Automation of factories, self-driving cars, and AI threaten major harm to the right to work, particularly for states dependent on manufacturing, like Bangladesh. It is estimated that two thirds of jobs in developing countries are vulnerable to automation in the coming years. Google recently announced a $1 billion fund for re-training in an automated world, acknowledging the problem, but offering private philanthropy, rather than a human rights-based policy.
House prices are a major issue threatening the right to housing in many cities today, increasing homelessness, debt, and rupturing communities. In the UK, the problem is closely tied to the housing market, increased buy-to-lets, and big commercial developers failing to build enough social housing. Nationally, 250,000 people are homeless, and Londoners spend on average 70% of their income on rent and bills. The number of people made homeless after failing to pay rent trebled from 2010-2016.
Tax avoidance provides another example. Avoidance of corporation tax costs the EU alone €60bn per year, and the equivalent of 10% of global GDP is held offshore by rich individuals. The research priorities of medical research firms, and market-driven prices of drugs, also have potentially serious rights impacts.
Such issues are generally not considered human rights violations. They are permitted, market-driven decisions, which may only present human rights issues when performed en masse. One automated garment factory is no problem, the sudden automation of them all would be catastrophic. Concurrently, automation, as well as industrialized food production, has enormous positive potential, and it would be highly regressive to label it a prima facie violation.
These problems nonetheless produce a multitude of victims: those dying because medication is too expensive; those in states whose health and education budgets are dwarfed by domestic corporate tax avoidance; those driven from their homes by market forces; those of the post-automation ‘useless class’; and those whose right to food depends on capricious investment choices. Remedial options focusing on paradigmatic violations cannot address these problems, no matter how egregious the harm.
The UN Guiding Principles on Business and Human Rights appear to leave room to deal with such issues. They do not mention violations, instead adopting the term ‘impacts’. Principle 22 states: ‘Where business enterprises identify that they have caused or contributed to adverse impacts, they should provide for or cooperate in their remediation’. This at least allows normative pressure to be placed on corporations to consider the full range of human rights impacts that their business choices will have. Human rights due diligence (which in practice prioritizes legal and reputational risk) should include discussion with stakeholders around such impacts, and operational-level grievance mechanisms could provide a channel for complaints.

--------------------

Reproduce the part of the text on human rights and market forces that begins with the words containing "Tax avoidance provides" and ends with "prima facie violation.". The data that come next are not needed for this.

--------------------

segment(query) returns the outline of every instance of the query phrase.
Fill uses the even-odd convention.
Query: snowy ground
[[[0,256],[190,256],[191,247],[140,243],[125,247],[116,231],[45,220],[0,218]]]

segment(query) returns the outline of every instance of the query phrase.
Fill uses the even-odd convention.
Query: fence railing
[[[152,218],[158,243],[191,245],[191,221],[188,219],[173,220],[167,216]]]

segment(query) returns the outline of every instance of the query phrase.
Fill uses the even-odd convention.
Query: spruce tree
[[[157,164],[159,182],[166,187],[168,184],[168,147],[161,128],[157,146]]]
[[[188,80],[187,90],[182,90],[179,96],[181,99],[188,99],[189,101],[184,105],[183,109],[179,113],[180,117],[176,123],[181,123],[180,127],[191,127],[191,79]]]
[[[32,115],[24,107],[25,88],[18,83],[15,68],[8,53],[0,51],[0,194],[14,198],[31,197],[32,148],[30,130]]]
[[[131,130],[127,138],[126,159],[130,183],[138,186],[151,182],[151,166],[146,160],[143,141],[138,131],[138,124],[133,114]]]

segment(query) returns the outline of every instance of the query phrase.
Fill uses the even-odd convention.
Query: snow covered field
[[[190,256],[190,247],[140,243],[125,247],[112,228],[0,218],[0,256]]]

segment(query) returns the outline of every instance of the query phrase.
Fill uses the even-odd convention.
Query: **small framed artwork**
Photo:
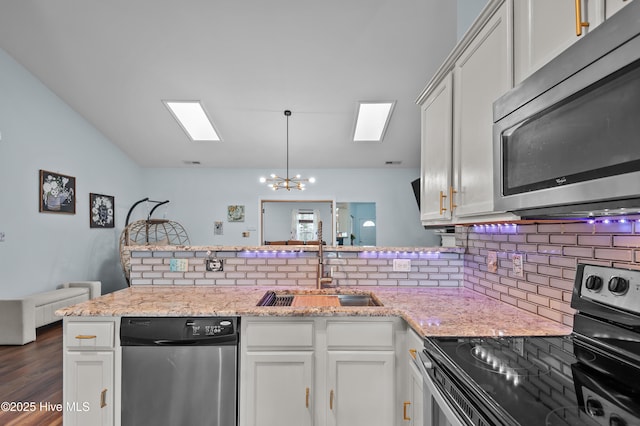
[[[115,197],[103,194],[89,194],[89,227],[113,228]]]
[[[244,222],[244,206],[227,206],[229,222]]]
[[[224,234],[224,230],[222,228],[222,221],[221,220],[216,220],[213,223],[213,233],[214,233],[214,235],[222,235],[222,234]]]
[[[40,170],[40,212],[76,214],[76,178]]]

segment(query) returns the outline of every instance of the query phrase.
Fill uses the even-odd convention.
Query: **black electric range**
[[[576,275],[569,336],[425,340],[425,371],[462,424],[640,426],[640,271]]]

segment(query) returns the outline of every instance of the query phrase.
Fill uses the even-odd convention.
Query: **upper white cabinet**
[[[614,13],[631,3],[631,0],[605,0],[605,18],[609,19]]]
[[[422,166],[420,217],[423,222],[451,221],[447,194],[452,188],[453,77],[447,74],[420,106]]]
[[[493,101],[512,87],[510,2],[483,11],[419,98],[421,219],[515,219],[493,209]]]
[[[514,73],[518,84],[631,0],[513,1]]]
[[[512,87],[509,8],[503,4],[462,52],[453,71],[457,218],[493,213],[493,101]]]
[[[493,102],[631,0],[491,0],[418,97],[425,226],[517,220],[493,207]]]
[[[516,84],[599,25],[602,22],[601,3],[602,0],[578,3],[575,0],[514,1],[513,68]],[[585,26],[578,25],[578,22]]]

--------------------

[ANSWER TO THIS PROBLEM]:
Tax avoidance provides another example. Avoidance of corporation tax costs the EU alone €60bn per year, and the equivalent of 10% of global GDP is held offshore by rich individuals. The research priorities of medical research firms, and market-driven prices of drugs, also have potentially serious rights impacts.
Such issues are generally not considered human rights violations. They are permitted, market-driven decisions, which may only present human rights issues when performed en masse. One automated garment factory is no problem, the sudden automation of them all would be catastrophic. Concurrently, automation, as well as industrialized food production, has enormous positive potential, and it would be highly regressive to label it a prima facie violation.